══ Data for processing ══

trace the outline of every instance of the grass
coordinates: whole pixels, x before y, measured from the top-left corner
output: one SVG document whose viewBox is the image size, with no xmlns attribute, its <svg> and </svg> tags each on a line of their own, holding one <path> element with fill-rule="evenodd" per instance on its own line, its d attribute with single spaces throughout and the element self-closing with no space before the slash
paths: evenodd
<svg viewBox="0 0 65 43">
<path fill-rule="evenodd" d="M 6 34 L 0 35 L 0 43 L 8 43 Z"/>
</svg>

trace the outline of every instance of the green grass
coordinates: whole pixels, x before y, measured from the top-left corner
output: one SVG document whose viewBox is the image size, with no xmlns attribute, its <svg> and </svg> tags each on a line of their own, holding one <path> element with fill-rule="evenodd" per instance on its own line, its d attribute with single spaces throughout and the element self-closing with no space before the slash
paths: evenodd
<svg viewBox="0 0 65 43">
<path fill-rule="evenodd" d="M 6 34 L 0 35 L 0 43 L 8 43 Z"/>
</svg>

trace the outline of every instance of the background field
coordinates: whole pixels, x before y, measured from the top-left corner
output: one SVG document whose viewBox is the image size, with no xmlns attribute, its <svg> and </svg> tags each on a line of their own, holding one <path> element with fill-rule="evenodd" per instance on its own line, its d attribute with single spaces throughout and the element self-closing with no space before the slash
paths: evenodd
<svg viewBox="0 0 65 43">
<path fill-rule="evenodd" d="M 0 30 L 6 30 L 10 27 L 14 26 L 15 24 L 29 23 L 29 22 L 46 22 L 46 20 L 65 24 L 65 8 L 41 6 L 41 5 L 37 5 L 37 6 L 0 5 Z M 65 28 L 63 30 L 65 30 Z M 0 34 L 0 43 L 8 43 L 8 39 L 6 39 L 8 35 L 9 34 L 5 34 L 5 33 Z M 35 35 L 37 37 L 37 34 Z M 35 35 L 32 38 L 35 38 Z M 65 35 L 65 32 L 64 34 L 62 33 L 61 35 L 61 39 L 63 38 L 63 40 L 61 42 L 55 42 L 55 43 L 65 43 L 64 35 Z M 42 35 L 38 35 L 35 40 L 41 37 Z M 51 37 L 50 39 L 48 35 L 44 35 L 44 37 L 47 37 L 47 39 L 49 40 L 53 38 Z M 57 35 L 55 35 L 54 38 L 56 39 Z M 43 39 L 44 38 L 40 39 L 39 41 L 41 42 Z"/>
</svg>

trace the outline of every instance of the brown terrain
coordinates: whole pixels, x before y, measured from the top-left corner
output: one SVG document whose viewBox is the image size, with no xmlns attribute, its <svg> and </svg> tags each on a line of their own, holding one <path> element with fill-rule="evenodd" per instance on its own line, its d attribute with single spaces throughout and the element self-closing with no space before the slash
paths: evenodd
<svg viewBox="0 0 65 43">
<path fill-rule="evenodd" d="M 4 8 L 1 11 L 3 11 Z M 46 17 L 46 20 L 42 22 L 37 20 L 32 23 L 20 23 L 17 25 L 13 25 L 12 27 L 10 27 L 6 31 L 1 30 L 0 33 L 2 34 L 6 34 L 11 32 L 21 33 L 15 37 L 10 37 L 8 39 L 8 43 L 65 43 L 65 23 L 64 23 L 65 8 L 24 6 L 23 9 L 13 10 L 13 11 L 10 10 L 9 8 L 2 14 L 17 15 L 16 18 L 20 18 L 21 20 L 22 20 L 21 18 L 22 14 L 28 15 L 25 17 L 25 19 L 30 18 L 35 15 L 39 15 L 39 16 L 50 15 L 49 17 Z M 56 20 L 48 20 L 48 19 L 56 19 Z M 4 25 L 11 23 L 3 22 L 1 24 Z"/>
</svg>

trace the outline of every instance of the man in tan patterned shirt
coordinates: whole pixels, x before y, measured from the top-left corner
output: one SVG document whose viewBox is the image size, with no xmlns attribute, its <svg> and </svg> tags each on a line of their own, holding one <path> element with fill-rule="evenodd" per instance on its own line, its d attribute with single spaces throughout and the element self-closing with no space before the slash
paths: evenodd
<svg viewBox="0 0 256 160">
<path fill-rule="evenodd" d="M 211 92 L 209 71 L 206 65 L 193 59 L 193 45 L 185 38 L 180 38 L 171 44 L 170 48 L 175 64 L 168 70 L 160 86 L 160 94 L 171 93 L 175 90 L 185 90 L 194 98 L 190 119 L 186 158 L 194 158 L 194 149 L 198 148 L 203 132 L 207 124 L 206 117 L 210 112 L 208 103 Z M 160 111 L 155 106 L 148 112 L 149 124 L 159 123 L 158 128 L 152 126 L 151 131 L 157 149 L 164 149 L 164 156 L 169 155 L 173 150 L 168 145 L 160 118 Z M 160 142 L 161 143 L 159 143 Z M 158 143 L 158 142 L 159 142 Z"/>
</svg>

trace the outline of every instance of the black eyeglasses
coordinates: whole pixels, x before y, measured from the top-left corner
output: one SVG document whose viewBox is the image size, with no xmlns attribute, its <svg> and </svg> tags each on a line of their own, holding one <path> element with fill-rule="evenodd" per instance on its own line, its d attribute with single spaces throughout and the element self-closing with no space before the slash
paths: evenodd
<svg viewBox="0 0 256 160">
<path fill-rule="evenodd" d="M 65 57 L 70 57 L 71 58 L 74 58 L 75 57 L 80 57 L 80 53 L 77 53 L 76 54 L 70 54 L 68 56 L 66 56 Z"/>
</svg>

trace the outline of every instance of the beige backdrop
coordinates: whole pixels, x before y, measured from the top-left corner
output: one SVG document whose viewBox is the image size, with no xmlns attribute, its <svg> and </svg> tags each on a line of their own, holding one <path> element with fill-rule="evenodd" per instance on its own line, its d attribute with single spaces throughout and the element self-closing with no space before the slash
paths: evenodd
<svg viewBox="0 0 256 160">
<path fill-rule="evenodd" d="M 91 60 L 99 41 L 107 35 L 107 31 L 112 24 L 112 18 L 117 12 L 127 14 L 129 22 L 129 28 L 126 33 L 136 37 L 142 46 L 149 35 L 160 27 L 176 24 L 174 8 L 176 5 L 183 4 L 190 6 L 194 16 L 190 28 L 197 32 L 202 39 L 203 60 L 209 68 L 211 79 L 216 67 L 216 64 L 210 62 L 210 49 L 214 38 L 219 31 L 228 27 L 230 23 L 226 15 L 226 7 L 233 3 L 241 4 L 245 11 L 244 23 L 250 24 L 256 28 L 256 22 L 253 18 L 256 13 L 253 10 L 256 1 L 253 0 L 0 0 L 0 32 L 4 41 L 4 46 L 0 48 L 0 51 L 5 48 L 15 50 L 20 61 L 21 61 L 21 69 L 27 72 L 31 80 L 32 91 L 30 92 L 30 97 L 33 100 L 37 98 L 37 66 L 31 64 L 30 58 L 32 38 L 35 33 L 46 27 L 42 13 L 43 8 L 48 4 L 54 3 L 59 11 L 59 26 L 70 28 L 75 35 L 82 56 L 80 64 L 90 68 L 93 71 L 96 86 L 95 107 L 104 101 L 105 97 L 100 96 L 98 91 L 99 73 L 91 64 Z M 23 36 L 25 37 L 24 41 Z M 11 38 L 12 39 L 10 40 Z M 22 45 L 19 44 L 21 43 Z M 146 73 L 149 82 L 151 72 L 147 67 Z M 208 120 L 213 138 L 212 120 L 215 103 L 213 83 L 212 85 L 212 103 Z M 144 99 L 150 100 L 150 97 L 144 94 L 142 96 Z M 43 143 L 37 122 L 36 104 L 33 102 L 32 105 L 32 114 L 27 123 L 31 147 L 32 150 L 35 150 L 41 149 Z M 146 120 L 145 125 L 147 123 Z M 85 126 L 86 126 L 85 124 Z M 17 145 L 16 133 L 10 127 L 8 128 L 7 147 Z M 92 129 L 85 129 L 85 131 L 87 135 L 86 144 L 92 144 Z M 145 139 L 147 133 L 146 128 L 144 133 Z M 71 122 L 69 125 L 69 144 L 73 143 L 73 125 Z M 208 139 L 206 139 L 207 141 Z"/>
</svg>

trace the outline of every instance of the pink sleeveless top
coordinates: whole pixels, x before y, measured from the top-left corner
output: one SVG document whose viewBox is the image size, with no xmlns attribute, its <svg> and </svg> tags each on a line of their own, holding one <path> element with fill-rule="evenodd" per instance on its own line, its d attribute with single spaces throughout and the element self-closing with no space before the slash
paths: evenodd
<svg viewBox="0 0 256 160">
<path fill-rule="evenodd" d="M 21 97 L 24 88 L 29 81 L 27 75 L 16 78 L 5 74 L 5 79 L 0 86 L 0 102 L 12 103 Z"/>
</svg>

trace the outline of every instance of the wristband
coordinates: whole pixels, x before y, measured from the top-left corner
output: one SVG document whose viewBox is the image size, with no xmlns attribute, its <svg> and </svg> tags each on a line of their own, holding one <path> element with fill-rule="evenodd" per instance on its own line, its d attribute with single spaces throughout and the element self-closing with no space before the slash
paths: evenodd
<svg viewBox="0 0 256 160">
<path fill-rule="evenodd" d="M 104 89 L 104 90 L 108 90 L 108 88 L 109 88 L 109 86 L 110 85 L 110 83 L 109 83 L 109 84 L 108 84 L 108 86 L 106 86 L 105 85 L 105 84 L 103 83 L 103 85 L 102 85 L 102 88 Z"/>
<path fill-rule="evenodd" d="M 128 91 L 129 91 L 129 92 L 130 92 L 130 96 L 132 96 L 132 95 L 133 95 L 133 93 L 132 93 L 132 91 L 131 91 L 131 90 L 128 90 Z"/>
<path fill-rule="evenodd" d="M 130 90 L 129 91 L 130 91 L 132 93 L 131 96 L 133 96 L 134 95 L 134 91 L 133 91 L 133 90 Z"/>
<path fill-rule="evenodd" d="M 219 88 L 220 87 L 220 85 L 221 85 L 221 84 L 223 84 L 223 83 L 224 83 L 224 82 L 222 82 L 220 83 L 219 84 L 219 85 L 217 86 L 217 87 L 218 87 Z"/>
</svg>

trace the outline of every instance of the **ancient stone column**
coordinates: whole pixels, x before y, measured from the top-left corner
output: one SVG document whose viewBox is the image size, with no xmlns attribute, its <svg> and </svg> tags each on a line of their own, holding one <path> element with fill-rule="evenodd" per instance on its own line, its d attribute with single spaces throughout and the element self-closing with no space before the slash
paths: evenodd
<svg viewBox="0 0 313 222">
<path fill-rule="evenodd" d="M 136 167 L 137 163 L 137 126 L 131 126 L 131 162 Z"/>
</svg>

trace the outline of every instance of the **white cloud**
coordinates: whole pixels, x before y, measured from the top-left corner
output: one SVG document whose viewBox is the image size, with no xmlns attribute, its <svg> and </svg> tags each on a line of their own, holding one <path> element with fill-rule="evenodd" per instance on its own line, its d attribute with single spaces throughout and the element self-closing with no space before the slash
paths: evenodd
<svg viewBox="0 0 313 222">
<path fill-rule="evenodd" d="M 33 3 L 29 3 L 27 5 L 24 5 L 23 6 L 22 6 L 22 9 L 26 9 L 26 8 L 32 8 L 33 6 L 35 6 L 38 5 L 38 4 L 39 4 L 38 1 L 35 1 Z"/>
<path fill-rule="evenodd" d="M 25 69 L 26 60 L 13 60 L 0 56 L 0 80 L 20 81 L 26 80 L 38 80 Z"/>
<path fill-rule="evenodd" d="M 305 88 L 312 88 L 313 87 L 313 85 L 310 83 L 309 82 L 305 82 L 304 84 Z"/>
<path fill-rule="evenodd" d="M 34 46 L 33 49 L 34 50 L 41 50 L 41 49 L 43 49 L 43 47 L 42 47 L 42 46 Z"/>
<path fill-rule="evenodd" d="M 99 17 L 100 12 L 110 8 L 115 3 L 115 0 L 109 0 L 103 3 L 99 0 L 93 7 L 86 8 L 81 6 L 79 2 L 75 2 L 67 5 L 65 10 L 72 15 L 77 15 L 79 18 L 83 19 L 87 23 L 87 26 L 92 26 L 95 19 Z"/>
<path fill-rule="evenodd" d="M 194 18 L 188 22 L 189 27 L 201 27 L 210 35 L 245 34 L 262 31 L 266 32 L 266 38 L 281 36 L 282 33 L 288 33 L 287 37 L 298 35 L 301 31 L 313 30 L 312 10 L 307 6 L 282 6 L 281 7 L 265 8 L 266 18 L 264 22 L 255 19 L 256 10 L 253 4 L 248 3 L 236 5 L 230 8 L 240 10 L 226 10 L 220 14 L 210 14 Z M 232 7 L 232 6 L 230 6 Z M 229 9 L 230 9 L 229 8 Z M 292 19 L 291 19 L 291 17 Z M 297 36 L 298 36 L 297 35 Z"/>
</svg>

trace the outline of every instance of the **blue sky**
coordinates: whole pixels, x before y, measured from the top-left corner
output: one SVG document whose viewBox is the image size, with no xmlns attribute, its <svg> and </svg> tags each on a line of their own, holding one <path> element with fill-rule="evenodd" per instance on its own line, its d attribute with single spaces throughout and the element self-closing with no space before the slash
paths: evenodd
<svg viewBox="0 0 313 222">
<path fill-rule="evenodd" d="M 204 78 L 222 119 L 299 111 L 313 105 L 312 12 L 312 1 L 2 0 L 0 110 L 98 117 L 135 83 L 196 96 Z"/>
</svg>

═══

→ What this task involves
Please render everything above from the line containing "trace the outline of every instance of the **white" down to the line containing "99 17 L 100", both included, as a Markdown table. Use the columns Row and Entry line, and give each non-blank line a numbered row of its own.

→ Full answer
| Row | Entry line |
|---|---|
| 1 | trace the outline of every instance of the **white cloud** |
| 2 | coordinates: whole pixels, x before y, measured from the top-left corner |
| 3 | output: one SVG document whose viewBox is the image size, with no xmlns attribute, its <svg> and </svg> tags each on a line of their own, holding one <path> element with fill-rule="evenodd" per instance on its own line, its d attribute with single spaces throughout and the element self-closing with no space before the slash |
| 4 | paths: evenodd |
| 5 | <svg viewBox="0 0 313 222"> |
| 6 | <path fill-rule="evenodd" d="M 33 3 L 29 3 L 27 5 L 24 5 L 23 6 L 22 6 L 22 9 L 26 9 L 26 8 L 32 8 L 33 6 L 35 6 L 38 5 L 38 4 L 39 4 L 38 1 L 35 1 Z"/> |
| 7 | <path fill-rule="evenodd" d="M 25 69 L 26 60 L 13 60 L 0 56 L 0 80 L 20 81 L 26 80 L 38 80 Z"/> |
| 8 | <path fill-rule="evenodd" d="M 305 88 L 312 88 L 313 87 L 313 85 L 310 83 L 309 82 L 305 82 L 304 84 Z"/> |
| 9 | <path fill-rule="evenodd" d="M 34 46 L 33 49 L 34 50 L 41 50 L 41 49 L 43 49 L 43 47 L 42 47 L 42 46 Z"/> |
| 10 | <path fill-rule="evenodd" d="M 99 17 L 100 12 L 110 8 L 115 3 L 115 0 L 109 0 L 103 3 L 99 0 L 93 7 L 86 8 L 81 6 L 79 2 L 75 2 L 67 5 L 65 10 L 72 15 L 77 15 L 79 18 L 83 19 L 87 23 L 87 26 L 92 26 L 95 19 Z"/> |